| Given exercise 1 |
Pull out every line of the records that contains the string "bridge". Case counts.

Begin Document

This launches a voyeurism binge that provides Jolene with more raw meat
for snarky comments but also rattles her with confirmation of her worst fears. Learning what people have been saying behind
her back, however, not only makes her look at herself differently, but also
those around her.
She
finds herself reading not just inboxes, but inner lives - troubles, ambitions,
insecurities, grief. She learns that the people she’s been trashing are, in
fact, human. Flawed, but mostly just trying to survive the same deary corporate
system she is.
This
is where the novel truly lifts off. What could have been a one-note workplace
satire turns into something far more nuanced and poignant. The narrator’s tone
softens, and there are fewer wise cracks.
But the humorous voice persists in the second half of the book. Now
layered over vulnerability and empathy.
The
storyline is made richer and more relevant to our dinner table discussion
because of the intertwining with Jolene’s new Canadian family. Her Iranian heritage involves generational
tensions, cultural conflicts, and abiding love that I think would resonate with
many people including our dinner
companions.
Natalie
Sue approaches both communities - corporate and familial - with the same
incisive eye and complicated affection that the best of Stephen Leacock and past
Leacock Medal winners feature. The
author steps back just far enough to see the quirks and flaws, but never so far
that she loses connection.
So,
I Hope This Finds You Well offers a kind of dual ethnography: one of a
dysfunctional office and one of a multicultural community. Both are full of particular customs,
passive-aggressive communication styles, and moments of grace. Natalie Sue’s brilliance lies in holding both
up to the light with the same dry humour and emotional precision.
When
I recommended it to those students at my table, I was thinking that Natalie’s
book captures an insight into the skill set you need in any profession—not just
as a writer, but as a doctor, professor, or spreadsheet analyst at Supershops.

End Document

| Given exercise 2 |
From the book review, list each item named as part of the inner lives Jolene finds herself reading.

Begin Record list

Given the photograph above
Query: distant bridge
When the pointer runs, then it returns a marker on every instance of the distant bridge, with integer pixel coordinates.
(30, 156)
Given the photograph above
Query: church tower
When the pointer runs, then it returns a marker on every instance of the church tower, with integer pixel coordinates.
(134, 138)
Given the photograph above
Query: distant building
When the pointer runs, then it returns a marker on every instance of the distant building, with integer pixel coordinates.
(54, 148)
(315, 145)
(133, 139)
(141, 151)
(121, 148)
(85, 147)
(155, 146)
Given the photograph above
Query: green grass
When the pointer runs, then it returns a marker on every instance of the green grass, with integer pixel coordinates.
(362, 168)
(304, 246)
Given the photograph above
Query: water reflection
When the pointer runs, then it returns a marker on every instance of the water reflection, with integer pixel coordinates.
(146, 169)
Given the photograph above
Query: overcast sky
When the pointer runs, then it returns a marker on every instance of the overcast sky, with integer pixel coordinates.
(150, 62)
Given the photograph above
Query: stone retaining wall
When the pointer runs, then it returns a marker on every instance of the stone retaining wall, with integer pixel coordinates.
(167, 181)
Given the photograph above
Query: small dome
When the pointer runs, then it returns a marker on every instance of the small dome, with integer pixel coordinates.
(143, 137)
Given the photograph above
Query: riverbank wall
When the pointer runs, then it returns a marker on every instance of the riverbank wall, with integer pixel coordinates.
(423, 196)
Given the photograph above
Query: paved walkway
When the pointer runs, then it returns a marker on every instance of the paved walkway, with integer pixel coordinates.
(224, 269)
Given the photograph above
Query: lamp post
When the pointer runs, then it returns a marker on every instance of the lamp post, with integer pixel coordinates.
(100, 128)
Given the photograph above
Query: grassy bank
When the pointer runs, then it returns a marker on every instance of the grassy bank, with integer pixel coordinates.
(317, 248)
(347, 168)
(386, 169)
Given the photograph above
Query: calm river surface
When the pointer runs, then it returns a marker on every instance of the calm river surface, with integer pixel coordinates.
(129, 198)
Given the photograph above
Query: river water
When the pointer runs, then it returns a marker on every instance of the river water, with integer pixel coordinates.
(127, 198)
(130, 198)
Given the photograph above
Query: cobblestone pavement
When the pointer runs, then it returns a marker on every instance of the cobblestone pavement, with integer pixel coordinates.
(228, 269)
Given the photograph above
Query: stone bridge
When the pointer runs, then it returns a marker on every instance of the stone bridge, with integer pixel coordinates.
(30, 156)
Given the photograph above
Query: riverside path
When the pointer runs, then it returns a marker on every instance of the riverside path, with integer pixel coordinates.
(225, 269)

End Record list

| Task output 1 |
Query: distant bridge
When the pointer runs, then it returns a marker on every instance of the distant bridge, with integer pixel coordinates.
Query: stone bridge
When the pointer runs, then it returns a marker on every instance of the stone bridge, with integer pixel coordinates.

| Task output 2 |
- troubles
- ambitions
- insecurities
- grief